I recently got an email from a guy working for SiteTruth that explains that there's phishing emails coming from a phony email address, but that the IP associated with the domain of the email is one of ours. He goes on to say that a traceroute to the IP bounces around a bunch of our IPs before hitting the trace IP, and hints that we may be hosting an entire botnet. I did the same traceroute and saw the same route he included in the email.

So the route hits on about 60 of our dynamic IPs before hitting the target IP. We use dhcp for clients on our entire network and all these hops were off dynamically assigned IPs, so hops off client boxes(sorry if I seem redundant).

I'm an aspiring network admin so I have no clue what this is. What is the reason for so many random hops to random customer routers/computers? Is it evidence of a botnet if a domain is registered to one of our IPs and a tracert to it hops across 60 other client devices on our network? I could find the MAC of the offending IP on the router and track it down to a particular port on a switch in a building and shut off that port, but if the client has no idea he's part of a botnet and has no idea this is occurring than I'll have to re-enable the port as they are paying customers.

**Raw data**
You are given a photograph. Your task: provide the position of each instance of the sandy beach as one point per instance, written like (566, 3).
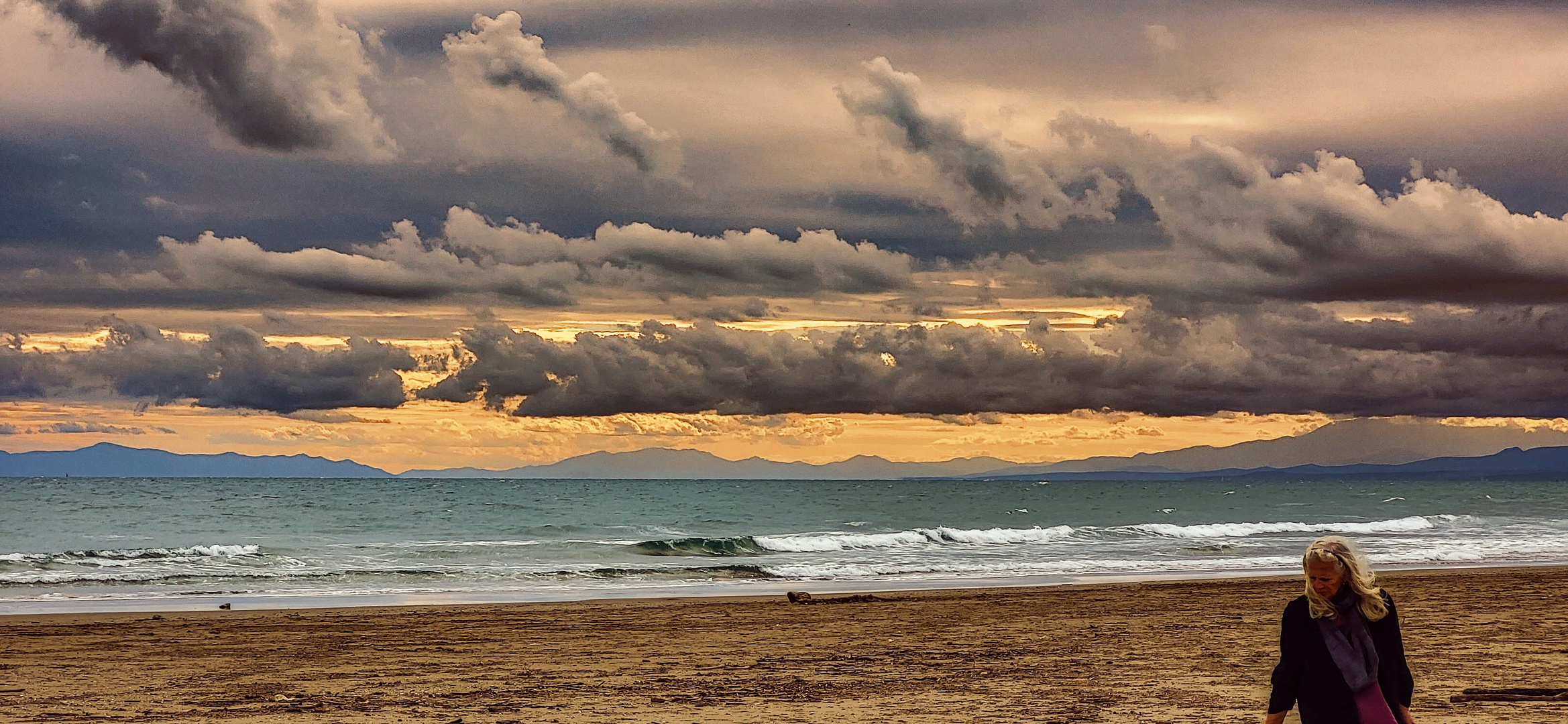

**Tasks to perform**
(a) From the post about the suspicious traceroute, list each claim or hint that the SiteTruth emailer made.
(b) Answer these from the post about the suspicious traceroute:
(i) Who was the person who sent the email working for?
(ii) About how many dynamic IPs does the route hit before reaching the target IP?
(iii) What does the writer's network use to assign addresses to clients?
(c) Write the next part of the post about the suspicious traceroute, starting after its final sentence.

**Written answers**
(a)
- Phishing emails are coming from a phony email address.
- The IP associated with the domain of that email address is one of the writer's.
- A traceroute to the IP bounces around a bunch of the writer's IPs before reaching the traced IP.
- The writer's network may be hosting an entire botnet.

(b)
(i) SiteTruth
(ii) About 60
(iii) DHCP

(c)
Interestingly enough I've just performed the same tracert as I did a few days ago when I got the email and now there's only about 20 hops on our IPs before the target of the trace is hit. I'm guessing this is just due to dhcp being involved? I really have no clue.

Does anyone know what the heck this is? And if it's a botnet how am I supposed to cripple it? I'm guessing I would need to block only particular traffic?

Any more info on exactly what's happening and how to deal with it would be much appreciated. I don't understand why there's so many hops between dynamic IPs on our network during a simple tracert, does that confirm a botnet? I'd really like to do something so that our IPs don't end up being blacklisted.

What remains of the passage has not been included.